*The request*. Could you copy the records below with every "Provide" changed to "Give" and everything else left the same?

*Material shown*.

** BEGIN **

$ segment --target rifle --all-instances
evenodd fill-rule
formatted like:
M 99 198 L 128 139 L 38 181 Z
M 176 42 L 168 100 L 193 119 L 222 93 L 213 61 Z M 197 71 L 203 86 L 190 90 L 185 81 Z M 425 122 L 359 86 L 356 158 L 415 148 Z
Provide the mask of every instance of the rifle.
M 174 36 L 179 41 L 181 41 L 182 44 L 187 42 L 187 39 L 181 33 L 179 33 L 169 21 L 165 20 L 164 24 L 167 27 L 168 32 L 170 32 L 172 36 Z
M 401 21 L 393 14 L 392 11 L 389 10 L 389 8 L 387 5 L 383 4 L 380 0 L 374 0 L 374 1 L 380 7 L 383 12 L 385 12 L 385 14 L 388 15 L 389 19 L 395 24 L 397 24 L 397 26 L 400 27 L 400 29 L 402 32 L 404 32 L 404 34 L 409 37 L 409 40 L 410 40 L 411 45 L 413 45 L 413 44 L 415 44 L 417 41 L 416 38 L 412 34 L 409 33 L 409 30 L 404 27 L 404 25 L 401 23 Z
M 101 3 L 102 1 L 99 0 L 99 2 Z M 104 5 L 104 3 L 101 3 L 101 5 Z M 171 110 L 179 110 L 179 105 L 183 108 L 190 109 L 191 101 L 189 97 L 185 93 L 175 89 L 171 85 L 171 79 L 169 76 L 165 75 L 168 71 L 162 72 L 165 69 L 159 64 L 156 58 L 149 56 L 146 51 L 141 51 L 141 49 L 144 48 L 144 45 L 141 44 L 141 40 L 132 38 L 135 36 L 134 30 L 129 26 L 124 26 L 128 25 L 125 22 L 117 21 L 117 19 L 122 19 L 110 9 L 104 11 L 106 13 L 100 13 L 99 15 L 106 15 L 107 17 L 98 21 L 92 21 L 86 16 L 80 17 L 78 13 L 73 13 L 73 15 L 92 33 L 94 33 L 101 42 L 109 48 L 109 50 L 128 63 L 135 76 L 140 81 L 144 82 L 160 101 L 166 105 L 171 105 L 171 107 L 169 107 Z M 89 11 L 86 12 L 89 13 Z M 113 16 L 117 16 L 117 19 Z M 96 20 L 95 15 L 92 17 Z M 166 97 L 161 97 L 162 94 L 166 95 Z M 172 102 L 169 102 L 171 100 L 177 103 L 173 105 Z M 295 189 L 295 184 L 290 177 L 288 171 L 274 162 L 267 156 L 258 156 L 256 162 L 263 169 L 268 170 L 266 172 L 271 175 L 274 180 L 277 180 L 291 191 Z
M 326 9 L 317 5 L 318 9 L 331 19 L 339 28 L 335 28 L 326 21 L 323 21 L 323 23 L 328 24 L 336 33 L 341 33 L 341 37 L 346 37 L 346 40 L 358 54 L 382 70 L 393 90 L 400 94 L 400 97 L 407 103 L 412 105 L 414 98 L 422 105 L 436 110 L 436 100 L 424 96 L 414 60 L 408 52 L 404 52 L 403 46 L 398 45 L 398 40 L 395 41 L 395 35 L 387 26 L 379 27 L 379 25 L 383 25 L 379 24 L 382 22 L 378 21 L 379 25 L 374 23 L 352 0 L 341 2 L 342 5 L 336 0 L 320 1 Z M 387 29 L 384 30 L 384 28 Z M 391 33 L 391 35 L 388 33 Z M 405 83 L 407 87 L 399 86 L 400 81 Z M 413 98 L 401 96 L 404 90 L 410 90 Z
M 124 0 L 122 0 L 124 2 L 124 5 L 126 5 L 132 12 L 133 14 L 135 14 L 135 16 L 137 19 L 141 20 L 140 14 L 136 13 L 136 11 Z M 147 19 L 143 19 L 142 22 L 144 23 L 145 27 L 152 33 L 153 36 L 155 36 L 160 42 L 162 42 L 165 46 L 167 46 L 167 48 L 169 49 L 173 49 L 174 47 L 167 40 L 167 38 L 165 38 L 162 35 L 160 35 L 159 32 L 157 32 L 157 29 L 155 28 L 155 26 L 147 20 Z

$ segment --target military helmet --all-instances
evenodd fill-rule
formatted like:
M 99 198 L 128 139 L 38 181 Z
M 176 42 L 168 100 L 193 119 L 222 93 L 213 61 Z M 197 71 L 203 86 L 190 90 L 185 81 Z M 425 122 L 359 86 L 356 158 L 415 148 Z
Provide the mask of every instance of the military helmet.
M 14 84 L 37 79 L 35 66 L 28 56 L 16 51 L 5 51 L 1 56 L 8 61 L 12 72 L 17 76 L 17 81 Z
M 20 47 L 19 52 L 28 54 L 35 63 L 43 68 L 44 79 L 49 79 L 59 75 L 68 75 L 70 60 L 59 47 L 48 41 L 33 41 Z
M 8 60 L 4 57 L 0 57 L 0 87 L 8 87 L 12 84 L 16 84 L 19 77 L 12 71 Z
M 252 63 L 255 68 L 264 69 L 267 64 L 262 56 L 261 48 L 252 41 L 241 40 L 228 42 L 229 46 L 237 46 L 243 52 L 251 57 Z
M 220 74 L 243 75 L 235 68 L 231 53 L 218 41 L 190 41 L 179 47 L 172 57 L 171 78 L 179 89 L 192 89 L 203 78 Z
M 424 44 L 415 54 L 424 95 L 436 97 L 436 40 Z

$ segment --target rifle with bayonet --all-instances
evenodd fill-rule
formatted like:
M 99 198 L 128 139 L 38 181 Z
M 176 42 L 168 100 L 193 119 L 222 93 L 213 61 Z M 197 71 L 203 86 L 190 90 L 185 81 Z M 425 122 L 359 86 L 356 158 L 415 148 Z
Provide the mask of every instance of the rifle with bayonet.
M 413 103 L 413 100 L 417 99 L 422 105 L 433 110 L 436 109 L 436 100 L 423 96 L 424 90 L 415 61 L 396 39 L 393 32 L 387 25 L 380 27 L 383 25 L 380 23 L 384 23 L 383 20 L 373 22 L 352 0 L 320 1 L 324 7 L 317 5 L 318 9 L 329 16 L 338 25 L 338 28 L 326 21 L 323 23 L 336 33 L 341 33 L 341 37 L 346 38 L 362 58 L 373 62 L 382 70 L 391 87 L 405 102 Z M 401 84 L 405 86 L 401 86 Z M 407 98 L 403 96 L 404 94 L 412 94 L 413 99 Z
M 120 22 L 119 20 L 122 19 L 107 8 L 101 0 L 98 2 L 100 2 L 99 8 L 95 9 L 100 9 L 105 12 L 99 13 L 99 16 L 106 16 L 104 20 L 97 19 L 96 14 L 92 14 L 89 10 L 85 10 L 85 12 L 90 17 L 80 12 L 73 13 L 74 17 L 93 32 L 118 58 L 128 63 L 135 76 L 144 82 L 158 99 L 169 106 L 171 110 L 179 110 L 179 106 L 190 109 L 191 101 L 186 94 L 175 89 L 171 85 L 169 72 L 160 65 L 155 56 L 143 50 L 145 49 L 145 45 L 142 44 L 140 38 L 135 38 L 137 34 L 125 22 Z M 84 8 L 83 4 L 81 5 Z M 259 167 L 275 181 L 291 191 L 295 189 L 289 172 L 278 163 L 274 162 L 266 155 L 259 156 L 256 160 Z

** END **

*Solution for this problem*.
$ segment --target rifle --all-instances
evenodd fill-rule
formatted like:
M 99 198 L 128 139 L 38 181 Z
M 176 42 L 168 100 L 193 119 L 222 93 L 213 61 Z M 197 71 L 203 86 L 190 90 L 185 81 Z M 425 122 L 359 86 L 356 158 L 415 148 Z
Give the mask of every instance of the rifle.
M 174 36 L 179 41 L 181 41 L 182 44 L 187 42 L 187 39 L 181 33 L 179 33 L 169 21 L 165 20 L 164 24 L 167 27 L 168 32 L 170 32 L 172 36 Z
M 401 21 L 393 14 L 392 11 L 389 10 L 389 8 L 387 5 L 383 4 L 380 0 L 374 0 L 374 1 L 380 7 L 383 12 L 385 12 L 385 14 L 388 15 L 389 19 L 395 24 L 397 24 L 397 26 L 400 27 L 400 29 L 402 32 L 404 32 L 404 34 L 409 37 L 409 40 L 410 40 L 411 45 L 413 45 L 413 44 L 415 44 L 417 41 L 416 38 L 412 34 L 409 33 L 409 30 L 404 27 L 404 25 L 401 23 Z
M 101 3 L 102 1 L 99 0 L 99 2 Z M 104 5 L 104 3 L 101 3 L 101 5 Z M 171 110 L 179 110 L 179 105 L 183 108 L 190 109 L 191 101 L 189 97 L 185 93 L 175 89 L 171 85 L 171 79 L 169 76 L 165 75 L 168 71 L 162 72 L 165 69 L 159 64 L 156 58 L 149 56 L 146 51 L 141 51 L 141 49 L 144 48 L 144 45 L 141 44 L 141 40 L 132 38 L 135 36 L 134 30 L 129 26 L 124 26 L 128 25 L 125 22 L 117 21 L 117 19 L 122 19 L 110 9 L 104 11 L 106 13 L 100 13 L 99 15 L 106 15 L 107 17 L 98 21 L 92 21 L 86 16 L 80 17 L 78 13 L 73 13 L 73 15 L 92 33 L 94 33 L 101 42 L 109 48 L 109 50 L 128 63 L 135 76 L 140 81 L 144 82 L 160 101 L 166 105 L 171 105 L 171 107 L 169 107 Z M 89 11 L 86 12 L 89 13 Z M 113 16 L 117 16 L 117 19 Z M 96 20 L 95 15 L 92 17 Z M 166 97 L 161 97 L 162 94 L 166 95 Z M 172 102 L 169 102 L 171 100 L 177 103 L 173 105 Z M 295 189 L 295 184 L 290 177 L 288 171 L 274 162 L 267 156 L 258 156 L 256 162 L 263 169 L 268 170 L 266 172 L 271 175 L 274 180 L 277 180 L 291 191 Z
M 326 9 L 317 5 L 318 9 L 331 19 L 339 28 L 335 28 L 326 21 L 323 21 L 323 23 L 328 24 L 336 33 L 341 33 L 341 37 L 346 37 L 346 40 L 358 54 L 382 70 L 393 90 L 400 94 L 400 97 L 407 103 L 412 105 L 414 98 L 422 105 L 436 110 L 436 100 L 424 96 L 414 60 L 408 52 L 404 52 L 403 46 L 398 45 L 398 40 L 395 41 L 395 35 L 387 26 L 379 27 L 379 25 L 383 25 L 379 24 L 382 22 L 378 21 L 379 25 L 374 23 L 352 0 L 341 2 L 342 5 L 336 0 L 320 1 Z M 387 29 L 384 30 L 384 28 Z M 391 33 L 391 35 L 388 33 Z M 405 83 L 407 87 L 399 86 L 400 81 Z M 413 98 L 401 96 L 404 90 L 410 90 Z
M 124 0 L 122 0 L 124 2 L 124 5 L 126 5 L 132 12 L 133 14 L 135 14 L 135 16 L 137 19 L 141 20 L 140 14 L 136 13 L 136 11 Z M 147 19 L 143 19 L 142 22 L 144 23 L 145 27 L 152 33 L 153 36 L 155 36 L 160 42 L 162 42 L 165 46 L 167 46 L 167 48 L 169 49 L 173 49 L 174 47 L 167 40 L 167 38 L 165 38 L 162 35 L 160 35 L 159 32 L 157 32 L 157 29 L 155 28 L 155 26 L 147 20 Z

$ segment --target military helmet --all-instances
evenodd fill-rule
formatted like:
M 99 198 L 128 139 L 38 181 Z
M 176 42 L 168 100 L 193 119 L 222 93 L 213 61 Z M 197 71 L 203 86 L 190 90 L 185 81 Z M 425 122 L 359 86 L 356 158 L 415 148 Z
Give the mask of every instance of the military helmet.
M 14 84 L 37 79 L 35 66 L 28 56 L 16 51 L 5 51 L 1 56 L 8 61 L 12 72 L 17 76 L 17 81 Z
M 20 47 L 19 52 L 28 54 L 35 63 L 43 68 L 44 79 L 49 79 L 59 75 L 68 75 L 70 60 L 59 47 L 48 41 L 33 41 Z
M 8 60 L 4 57 L 0 57 L 0 87 L 8 87 L 12 84 L 16 84 L 19 77 L 12 71 Z
M 252 63 L 255 68 L 264 69 L 267 64 L 262 56 L 261 48 L 252 41 L 241 40 L 228 42 L 229 46 L 237 46 L 243 52 L 251 57 Z
M 220 74 L 243 75 L 235 68 L 231 53 L 218 41 L 190 41 L 179 47 L 172 57 L 171 78 L 179 89 L 192 89 L 203 78 Z
M 424 44 L 415 54 L 424 95 L 436 97 L 436 40 Z

$ segment --target rifle with bayonet --all-instances
evenodd fill-rule
formatted like:
M 99 198 L 128 139 L 38 181 Z
M 176 42 L 168 100 L 193 119 L 222 93 L 213 61 Z M 197 71 L 203 86 L 190 90 L 185 81 Z M 425 122 L 359 86 L 356 158 L 415 148 Z
Give the mask of every instance of the rifle with bayonet.
M 413 103 L 413 100 L 417 99 L 422 105 L 433 110 L 436 109 L 436 100 L 423 96 L 424 90 L 415 61 L 396 39 L 393 32 L 387 25 L 380 27 L 383 25 L 380 23 L 384 23 L 383 20 L 373 22 L 352 0 L 320 1 L 324 7 L 317 5 L 318 9 L 329 16 L 338 25 L 338 28 L 326 21 L 323 23 L 336 33 L 341 33 L 341 37 L 346 38 L 362 58 L 373 62 L 382 70 L 391 87 L 405 102 Z M 401 84 L 405 86 L 401 86 Z M 407 98 L 403 96 L 404 94 L 412 94 L 413 99 Z
M 120 22 L 119 20 L 122 19 L 107 8 L 101 0 L 98 2 L 100 2 L 99 8 L 95 9 L 100 9 L 105 12 L 99 13 L 99 16 L 106 16 L 104 20 L 97 19 L 96 14 L 92 14 L 89 10 L 85 10 L 85 12 L 90 17 L 80 12 L 73 13 L 74 17 L 93 32 L 118 58 L 128 63 L 135 76 L 144 82 L 158 99 L 169 106 L 171 110 L 179 110 L 179 106 L 190 109 L 191 101 L 186 94 L 175 89 L 171 85 L 169 72 L 160 65 L 155 56 L 143 50 L 145 49 L 145 45 L 142 44 L 140 38 L 135 38 L 137 34 L 125 22 Z M 84 8 L 83 4 L 81 5 Z M 259 167 L 275 181 L 291 191 L 295 189 L 289 172 L 278 163 L 274 162 L 266 155 L 259 156 L 256 160 Z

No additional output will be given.